Data items:
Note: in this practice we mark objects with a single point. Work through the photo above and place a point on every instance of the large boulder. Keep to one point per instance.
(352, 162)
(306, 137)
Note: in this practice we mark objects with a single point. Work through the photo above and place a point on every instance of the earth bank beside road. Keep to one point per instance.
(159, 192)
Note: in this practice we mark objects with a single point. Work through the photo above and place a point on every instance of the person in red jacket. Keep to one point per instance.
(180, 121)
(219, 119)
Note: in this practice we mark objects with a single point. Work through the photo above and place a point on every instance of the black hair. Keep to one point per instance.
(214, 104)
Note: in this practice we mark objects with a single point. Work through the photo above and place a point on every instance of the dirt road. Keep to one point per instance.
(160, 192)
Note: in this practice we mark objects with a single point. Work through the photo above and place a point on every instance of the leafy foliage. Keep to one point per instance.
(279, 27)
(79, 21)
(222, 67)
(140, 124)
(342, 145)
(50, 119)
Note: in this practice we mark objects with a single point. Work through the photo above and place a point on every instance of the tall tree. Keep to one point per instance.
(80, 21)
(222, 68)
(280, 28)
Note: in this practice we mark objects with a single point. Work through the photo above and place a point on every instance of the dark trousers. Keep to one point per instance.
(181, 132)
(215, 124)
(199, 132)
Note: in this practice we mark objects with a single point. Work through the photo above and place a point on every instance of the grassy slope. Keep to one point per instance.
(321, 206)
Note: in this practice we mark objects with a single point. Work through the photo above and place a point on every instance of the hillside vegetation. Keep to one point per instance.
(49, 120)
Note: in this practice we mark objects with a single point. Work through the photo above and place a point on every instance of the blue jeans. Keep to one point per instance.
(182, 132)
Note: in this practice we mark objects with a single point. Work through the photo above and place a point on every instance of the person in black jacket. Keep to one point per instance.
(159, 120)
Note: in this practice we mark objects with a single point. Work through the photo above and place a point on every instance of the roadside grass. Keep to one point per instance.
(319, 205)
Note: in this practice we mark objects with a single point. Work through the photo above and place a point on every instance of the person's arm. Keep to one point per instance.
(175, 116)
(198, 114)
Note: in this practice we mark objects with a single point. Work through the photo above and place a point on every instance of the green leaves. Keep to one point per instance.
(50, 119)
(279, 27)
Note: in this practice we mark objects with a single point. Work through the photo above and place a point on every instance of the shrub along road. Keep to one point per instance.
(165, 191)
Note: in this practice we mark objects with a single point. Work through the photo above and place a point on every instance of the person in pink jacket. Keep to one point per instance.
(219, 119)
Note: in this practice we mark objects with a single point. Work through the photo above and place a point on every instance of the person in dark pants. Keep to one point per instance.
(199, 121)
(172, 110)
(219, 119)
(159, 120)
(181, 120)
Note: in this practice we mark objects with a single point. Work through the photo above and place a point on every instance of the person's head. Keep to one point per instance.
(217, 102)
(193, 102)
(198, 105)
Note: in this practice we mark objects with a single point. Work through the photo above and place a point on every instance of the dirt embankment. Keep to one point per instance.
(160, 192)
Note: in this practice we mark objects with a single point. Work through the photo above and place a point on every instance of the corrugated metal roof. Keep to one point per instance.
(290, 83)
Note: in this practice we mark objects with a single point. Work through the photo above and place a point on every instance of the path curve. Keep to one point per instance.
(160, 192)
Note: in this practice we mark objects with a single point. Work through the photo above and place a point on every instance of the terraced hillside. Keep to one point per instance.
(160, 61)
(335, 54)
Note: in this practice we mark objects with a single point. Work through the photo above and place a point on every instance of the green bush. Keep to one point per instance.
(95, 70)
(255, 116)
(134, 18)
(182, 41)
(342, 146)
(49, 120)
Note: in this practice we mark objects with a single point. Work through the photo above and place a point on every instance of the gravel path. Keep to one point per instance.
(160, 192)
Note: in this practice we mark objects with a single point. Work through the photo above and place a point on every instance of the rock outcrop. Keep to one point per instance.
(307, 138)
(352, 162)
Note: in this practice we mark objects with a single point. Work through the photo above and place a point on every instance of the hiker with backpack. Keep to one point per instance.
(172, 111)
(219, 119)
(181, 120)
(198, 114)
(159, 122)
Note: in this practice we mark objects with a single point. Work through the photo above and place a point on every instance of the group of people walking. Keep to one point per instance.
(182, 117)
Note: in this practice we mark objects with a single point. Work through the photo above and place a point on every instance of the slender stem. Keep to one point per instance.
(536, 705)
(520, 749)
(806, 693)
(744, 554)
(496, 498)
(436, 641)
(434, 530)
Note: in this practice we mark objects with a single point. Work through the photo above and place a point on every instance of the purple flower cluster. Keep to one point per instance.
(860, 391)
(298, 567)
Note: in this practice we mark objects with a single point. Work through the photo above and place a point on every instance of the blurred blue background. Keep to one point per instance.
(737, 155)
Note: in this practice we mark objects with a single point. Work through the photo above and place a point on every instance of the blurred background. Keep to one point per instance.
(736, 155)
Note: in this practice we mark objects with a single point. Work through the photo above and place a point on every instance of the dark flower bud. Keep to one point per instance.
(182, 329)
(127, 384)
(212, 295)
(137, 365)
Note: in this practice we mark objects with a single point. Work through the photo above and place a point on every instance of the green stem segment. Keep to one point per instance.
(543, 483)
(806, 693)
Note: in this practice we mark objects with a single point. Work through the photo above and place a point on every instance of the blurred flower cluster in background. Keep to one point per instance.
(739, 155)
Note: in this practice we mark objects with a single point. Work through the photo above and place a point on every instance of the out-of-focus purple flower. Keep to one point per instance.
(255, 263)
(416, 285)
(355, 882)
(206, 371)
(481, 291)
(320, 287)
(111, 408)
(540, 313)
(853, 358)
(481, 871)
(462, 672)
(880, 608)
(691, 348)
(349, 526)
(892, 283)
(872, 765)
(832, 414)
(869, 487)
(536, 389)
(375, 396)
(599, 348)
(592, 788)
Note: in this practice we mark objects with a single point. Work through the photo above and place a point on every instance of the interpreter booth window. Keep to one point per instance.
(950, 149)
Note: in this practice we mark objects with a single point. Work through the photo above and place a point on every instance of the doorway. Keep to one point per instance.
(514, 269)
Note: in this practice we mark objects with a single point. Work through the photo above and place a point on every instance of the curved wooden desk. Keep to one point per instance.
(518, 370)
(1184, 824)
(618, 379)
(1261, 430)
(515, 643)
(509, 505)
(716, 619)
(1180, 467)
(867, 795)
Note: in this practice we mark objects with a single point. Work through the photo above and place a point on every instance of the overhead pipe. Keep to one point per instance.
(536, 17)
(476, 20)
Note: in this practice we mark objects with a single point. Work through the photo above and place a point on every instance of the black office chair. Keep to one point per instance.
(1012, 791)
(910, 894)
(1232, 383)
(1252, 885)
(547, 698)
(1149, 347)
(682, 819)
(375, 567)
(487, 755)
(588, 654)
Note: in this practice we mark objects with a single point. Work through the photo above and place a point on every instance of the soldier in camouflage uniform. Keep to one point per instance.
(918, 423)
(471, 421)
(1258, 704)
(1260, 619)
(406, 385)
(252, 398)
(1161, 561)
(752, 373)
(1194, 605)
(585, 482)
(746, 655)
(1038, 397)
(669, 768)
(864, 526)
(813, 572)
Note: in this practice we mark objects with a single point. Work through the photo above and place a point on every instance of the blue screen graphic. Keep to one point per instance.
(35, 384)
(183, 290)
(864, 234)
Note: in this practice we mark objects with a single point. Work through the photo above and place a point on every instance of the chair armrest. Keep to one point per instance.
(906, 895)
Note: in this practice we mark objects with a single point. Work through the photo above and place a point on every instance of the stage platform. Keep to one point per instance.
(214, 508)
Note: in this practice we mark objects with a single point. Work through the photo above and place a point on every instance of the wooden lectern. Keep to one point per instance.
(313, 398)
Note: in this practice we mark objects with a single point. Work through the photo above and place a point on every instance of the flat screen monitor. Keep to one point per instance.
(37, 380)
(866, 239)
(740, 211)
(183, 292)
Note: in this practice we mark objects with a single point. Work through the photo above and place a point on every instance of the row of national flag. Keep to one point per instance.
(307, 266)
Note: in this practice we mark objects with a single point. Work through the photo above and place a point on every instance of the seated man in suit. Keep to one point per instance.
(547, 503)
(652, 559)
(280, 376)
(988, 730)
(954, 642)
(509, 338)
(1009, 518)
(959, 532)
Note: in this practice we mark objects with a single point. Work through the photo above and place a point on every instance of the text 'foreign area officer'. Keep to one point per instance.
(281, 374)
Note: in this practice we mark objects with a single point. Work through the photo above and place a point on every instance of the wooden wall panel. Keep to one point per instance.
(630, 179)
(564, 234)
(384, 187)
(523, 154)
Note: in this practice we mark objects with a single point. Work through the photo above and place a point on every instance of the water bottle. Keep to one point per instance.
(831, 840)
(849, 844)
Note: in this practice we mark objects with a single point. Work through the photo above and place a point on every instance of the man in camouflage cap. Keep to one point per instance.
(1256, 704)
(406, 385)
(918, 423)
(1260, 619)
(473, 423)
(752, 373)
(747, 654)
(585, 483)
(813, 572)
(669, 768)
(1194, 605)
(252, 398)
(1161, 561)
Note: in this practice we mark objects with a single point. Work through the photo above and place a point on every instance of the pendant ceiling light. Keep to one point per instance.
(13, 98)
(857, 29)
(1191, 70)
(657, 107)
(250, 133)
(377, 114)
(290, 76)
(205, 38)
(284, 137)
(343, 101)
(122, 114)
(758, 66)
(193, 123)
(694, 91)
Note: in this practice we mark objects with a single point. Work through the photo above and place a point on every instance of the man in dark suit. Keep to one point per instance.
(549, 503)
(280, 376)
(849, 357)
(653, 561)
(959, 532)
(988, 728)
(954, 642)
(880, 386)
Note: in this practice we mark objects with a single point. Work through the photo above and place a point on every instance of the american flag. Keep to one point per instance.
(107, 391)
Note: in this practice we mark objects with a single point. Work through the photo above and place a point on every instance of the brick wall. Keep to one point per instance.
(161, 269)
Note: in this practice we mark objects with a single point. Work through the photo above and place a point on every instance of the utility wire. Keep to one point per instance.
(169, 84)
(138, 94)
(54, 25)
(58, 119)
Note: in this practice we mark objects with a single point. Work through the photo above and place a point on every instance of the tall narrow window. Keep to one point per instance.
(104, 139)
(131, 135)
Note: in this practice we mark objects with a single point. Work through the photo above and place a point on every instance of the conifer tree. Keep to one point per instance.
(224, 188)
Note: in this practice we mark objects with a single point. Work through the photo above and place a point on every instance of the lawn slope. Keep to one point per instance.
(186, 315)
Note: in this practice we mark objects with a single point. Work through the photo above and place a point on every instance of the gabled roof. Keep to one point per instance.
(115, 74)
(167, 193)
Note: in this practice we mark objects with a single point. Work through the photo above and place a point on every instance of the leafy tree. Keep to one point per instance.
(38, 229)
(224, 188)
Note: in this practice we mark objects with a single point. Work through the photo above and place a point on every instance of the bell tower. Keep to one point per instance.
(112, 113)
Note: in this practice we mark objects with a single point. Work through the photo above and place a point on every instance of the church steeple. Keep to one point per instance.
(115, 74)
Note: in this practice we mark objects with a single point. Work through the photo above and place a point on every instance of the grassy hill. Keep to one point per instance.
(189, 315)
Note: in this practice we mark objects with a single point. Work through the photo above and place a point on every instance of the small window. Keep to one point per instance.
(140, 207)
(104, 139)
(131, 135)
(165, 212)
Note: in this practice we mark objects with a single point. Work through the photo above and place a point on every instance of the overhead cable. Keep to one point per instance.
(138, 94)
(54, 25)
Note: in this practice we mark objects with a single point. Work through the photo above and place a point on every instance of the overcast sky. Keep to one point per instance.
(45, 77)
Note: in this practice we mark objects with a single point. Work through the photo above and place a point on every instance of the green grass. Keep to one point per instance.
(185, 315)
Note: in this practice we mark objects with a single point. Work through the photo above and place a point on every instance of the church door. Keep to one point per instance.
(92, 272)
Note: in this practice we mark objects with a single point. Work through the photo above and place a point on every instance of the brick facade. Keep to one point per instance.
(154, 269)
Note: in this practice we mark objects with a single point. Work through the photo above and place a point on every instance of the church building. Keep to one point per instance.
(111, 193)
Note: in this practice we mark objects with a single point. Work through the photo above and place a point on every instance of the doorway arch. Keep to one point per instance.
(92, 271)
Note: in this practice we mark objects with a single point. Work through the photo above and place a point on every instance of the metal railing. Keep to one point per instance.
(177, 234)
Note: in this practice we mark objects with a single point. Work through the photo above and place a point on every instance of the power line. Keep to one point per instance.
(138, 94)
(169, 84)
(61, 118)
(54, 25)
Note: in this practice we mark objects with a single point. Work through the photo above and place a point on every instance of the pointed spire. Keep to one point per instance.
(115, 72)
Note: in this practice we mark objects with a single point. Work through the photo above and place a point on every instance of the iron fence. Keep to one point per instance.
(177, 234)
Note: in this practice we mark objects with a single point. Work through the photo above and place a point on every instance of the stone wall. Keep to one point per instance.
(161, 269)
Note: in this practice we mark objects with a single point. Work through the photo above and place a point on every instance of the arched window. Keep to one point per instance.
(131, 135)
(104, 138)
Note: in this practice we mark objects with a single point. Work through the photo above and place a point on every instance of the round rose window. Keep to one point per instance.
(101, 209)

** What is expected **
Only the lines from the one containing "spire. Keep to one point per instance." through the end of the entries above belong in the answer; repeat them exactly.

** Exercise solution **
Note: in this practice we mark objects with a single point. Work through the photo above and place a point on every instance of the pointed spire. Keep to one point per instance.
(115, 72)
Note: in this practice we mark objects with a single point. Work through the photo above and place a point on every instance of the iron fence. Keep to one point per instance.
(177, 234)
Note: in this practice we mark objects with a single point. Work through the photo above and place a point on every instance of the stone wall. Keep to one point per instance.
(161, 269)
Note: in this practice we mark objects with a single point. Work through the photo above and place a point on every instance of the arched window. Keep to one point per instance.
(131, 135)
(104, 138)
Note: in this practice we mark objects with a single point. Work through the photo above and place a point on every instance of the round rose window. Keep to one point per instance.
(101, 209)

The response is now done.